# AIM:
Count the lines in the items below that contain the string "green", and reply with only that number.

# DATA IN THIS EXERCISE:
— START —
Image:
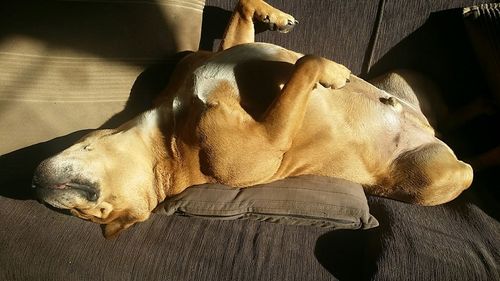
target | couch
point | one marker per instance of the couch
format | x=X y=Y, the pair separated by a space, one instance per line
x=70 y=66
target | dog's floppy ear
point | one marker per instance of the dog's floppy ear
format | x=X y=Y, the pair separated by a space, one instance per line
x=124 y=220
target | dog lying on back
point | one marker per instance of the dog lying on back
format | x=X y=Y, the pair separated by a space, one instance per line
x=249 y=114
— END —
— START —
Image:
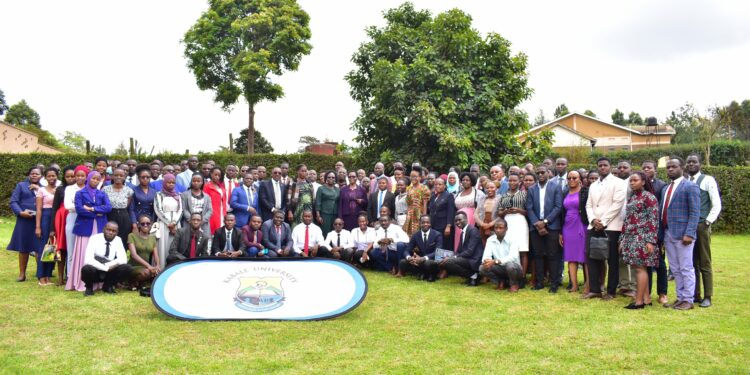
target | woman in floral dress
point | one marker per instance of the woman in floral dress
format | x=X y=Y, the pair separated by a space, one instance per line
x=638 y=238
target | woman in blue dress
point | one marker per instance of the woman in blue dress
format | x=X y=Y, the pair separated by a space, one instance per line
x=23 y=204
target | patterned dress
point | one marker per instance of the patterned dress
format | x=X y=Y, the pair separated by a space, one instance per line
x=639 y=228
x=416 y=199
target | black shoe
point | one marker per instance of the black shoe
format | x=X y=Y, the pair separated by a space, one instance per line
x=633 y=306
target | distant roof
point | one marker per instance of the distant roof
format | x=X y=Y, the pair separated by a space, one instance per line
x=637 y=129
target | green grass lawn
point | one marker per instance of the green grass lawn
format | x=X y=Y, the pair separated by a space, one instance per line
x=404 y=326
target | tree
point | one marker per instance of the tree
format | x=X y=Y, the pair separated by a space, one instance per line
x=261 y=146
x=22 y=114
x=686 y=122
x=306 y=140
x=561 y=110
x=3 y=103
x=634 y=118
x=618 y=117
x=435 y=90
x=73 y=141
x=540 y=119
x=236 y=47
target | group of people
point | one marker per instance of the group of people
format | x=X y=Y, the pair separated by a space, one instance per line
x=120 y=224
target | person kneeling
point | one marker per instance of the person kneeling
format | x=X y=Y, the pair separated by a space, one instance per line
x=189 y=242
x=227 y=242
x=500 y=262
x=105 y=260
— END —
# CORRECT RESPONSE:
2